▶ WORK INSTRUCTION: For the entries below, state how many lines contain the word "query" and add nothing else.

-- DATA TO PROCESS follows --

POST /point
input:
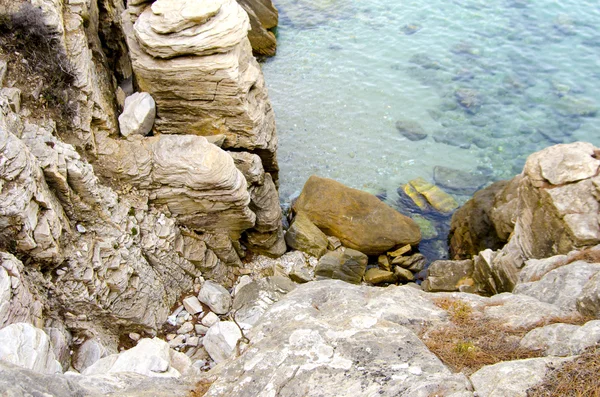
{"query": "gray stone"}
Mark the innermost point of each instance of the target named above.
(561, 286)
(562, 339)
(457, 181)
(255, 298)
(88, 353)
(344, 264)
(332, 338)
(138, 114)
(150, 357)
(512, 378)
(588, 302)
(215, 297)
(24, 345)
(448, 275)
(221, 340)
(210, 319)
(304, 236)
(192, 305)
(13, 95)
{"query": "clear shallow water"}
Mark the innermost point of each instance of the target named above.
(347, 71)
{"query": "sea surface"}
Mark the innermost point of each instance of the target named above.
(489, 81)
(485, 82)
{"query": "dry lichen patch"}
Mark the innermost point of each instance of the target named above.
(472, 341)
(576, 378)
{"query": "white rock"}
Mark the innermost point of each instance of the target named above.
(210, 319)
(186, 328)
(138, 114)
(216, 297)
(150, 357)
(24, 345)
(221, 340)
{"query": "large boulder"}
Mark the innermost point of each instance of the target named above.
(343, 264)
(196, 62)
(24, 345)
(359, 219)
(551, 208)
(331, 338)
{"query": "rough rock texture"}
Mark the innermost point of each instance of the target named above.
(215, 297)
(198, 66)
(221, 340)
(303, 235)
(138, 114)
(26, 346)
(449, 276)
(563, 339)
(343, 264)
(332, 338)
(263, 17)
(150, 357)
(359, 219)
(554, 208)
(21, 382)
(512, 378)
(561, 286)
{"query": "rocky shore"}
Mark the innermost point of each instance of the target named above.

-- DATA TO PROCESS concluded --

▶ YOUR RESPONSE: 8